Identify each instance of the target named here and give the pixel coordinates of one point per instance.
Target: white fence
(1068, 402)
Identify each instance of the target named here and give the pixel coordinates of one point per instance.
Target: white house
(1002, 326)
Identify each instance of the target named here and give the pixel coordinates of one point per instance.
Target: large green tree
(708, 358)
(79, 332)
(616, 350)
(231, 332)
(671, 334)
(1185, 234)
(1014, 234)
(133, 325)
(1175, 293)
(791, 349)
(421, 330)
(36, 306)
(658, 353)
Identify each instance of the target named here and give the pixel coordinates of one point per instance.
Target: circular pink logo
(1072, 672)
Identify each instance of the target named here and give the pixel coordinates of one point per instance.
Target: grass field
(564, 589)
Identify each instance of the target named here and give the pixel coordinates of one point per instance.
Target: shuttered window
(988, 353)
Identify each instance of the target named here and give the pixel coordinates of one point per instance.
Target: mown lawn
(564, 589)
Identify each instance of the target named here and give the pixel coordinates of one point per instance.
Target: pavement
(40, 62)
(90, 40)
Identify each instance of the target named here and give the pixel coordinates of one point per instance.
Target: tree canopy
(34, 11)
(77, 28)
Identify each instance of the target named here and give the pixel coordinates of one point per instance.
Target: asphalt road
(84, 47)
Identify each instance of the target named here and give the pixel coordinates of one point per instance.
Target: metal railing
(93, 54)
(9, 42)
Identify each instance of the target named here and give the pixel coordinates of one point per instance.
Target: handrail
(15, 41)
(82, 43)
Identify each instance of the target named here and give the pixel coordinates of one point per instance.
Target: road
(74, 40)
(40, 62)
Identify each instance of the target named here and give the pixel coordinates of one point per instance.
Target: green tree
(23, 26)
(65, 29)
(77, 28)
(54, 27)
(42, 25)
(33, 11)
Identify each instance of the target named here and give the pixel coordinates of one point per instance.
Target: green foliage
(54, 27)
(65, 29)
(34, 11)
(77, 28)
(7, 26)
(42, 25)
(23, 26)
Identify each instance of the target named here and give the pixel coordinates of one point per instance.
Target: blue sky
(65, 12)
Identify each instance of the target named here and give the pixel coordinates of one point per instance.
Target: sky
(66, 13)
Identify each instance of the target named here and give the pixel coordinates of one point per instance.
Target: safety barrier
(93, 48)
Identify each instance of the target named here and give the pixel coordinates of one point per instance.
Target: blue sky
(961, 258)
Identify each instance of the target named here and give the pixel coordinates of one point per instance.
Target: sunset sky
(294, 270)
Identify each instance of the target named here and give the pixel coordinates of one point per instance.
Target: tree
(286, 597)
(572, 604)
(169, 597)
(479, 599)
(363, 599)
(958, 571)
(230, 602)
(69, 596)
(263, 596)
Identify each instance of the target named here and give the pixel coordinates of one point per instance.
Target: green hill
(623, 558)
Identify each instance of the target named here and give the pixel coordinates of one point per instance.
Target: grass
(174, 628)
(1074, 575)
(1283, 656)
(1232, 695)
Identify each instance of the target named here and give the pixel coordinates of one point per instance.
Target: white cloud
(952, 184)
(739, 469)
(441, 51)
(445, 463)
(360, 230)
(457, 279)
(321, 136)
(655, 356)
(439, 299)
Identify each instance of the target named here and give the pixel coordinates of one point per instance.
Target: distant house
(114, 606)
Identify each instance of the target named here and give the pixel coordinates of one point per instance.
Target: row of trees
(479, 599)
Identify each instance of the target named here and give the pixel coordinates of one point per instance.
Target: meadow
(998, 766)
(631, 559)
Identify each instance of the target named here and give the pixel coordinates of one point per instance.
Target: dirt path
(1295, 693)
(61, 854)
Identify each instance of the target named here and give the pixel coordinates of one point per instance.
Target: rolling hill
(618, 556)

────────────────────

INSTRUCTIONS FOR THE TASK
Output all records exactly, with nothing added or dropped.

WRITTEN SOLUTION
Identify each instance of the target named here and give the pixel coordinates of one point per instance.
Target: white fence
(1068, 402)
Identify each instance of the target named here and give the pixel coordinates of one point per instance.
Target: white house
(1002, 326)
Identify each instance of the target named here and give the pixel coordinates of one point per instance.
Target: large green tree
(708, 358)
(79, 332)
(616, 350)
(231, 332)
(671, 334)
(1185, 234)
(1014, 234)
(133, 325)
(1175, 293)
(791, 349)
(421, 330)
(36, 306)
(658, 353)
Identify each instance of the target named here and give the pixel coordinates of one point per instance.
Target: circular pink logo
(1072, 672)
Identify each instance of the target named here and give the pixel coordinates of one point per instance.
Target: grass field
(564, 589)
Identify each instance of the target named here and give the pixel coordinates of one point per instance.
Target: shuttered window
(988, 353)
Identify each instance of the target named here and give the pixel coordinates of one point per instance.
Target: mown lawn
(564, 589)
Identify each instance of the target named here and give the pixel coordinates of one point per instance.
Target: pavement
(40, 62)
(90, 40)
Identify each instance of the target named here and give the pixel coordinates of one point per instance.
Target: tree canopy
(34, 11)
(77, 28)
Identify each instance of the target named here and give the pixel coordinates of one point per instance.
Target: asphalt road
(84, 47)
Identify each instance of the target named here and give the pixel coordinates of one point per instance.
Target: metal railing
(93, 54)
(9, 42)
Identify each instance of the target named here and give the pixel coordinates of one point per instance.
Target: handrail
(15, 41)
(82, 43)
Identify each instance of the target named here and give the pixel coordinates of one point per instance.
Target: road
(74, 40)
(40, 62)
Identify each instance of the target named here and give the pixel coordinates of one point per instance.
Target: green tree
(23, 26)
(65, 29)
(77, 28)
(54, 27)
(42, 25)
(33, 11)
Identify each instance of the target named here and give the pixel coordinates of one point per instance.
Target: green foliage
(54, 27)
(65, 29)
(34, 11)
(77, 28)
(7, 26)
(42, 25)
(23, 26)
Identify each instance of the target named here and give the pixel coordinates of one point per instance.
Target: blue sky
(65, 12)
Identify each instance of the target named here and give the pixel coordinates of one point per instance.
Target: sky
(66, 13)
Identify each instance of the target named here and give the pixel coordinates of one point per instance.
Target: safety barrier
(93, 48)
Identify each instance of the target named here and give the pixel coordinates of one point per instance.
Target: blue sky
(961, 258)
Identify each instance of the target named here and give the pixel coordinates of one point per instance.
Target: sunset sky
(294, 270)
Identify each instance of the target named here and give the pixel coordinates of one point per instance.
Target: tree
(286, 597)
(572, 604)
(169, 597)
(479, 599)
(363, 599)
(958, 571)
(230, 602)
(69, 596)
(263, 596)
Identify each instance of the target named here and give the pixel coordinates of one point per instance.
Target: green hill
(623, 558)
Identify each instance of the target named here and give the pixel coordinates of one point per instance.
Target: grass
(174, 628)
(1074, 575)
(1283, 656)
(1232, 695)
Identify each instance of the target named here and give the pixel coordinates of one point per instance.
Target: white cloud
(952, 184)
(739, 469)
(441, 51)
(445, 463)
(360, 230)
(457, 279)
(321, 136)
(655, 356)
(439, 299)
Identify each instance of the target named here and give the pixel coordinates of one point per instance.
Target: distant house
(114, 606)
Identify each instance of the target named here and give the pixel coordinates of one point per instance.
Target: row of trees
(479, 599)
Identify each instance of the target named here and give the pixel coordinates of one point per instance.
Target: meadow
(998, 766)
(631, 559)
Identify each instance of the target named here and give the pixel coordinates of one point per instance.
Target: dirt path
(1295, 693)
(61, 854)
Identify each instance of the target named here and give the pixel coordinates of one point per instance.
Target: rolling hill
(618, 556)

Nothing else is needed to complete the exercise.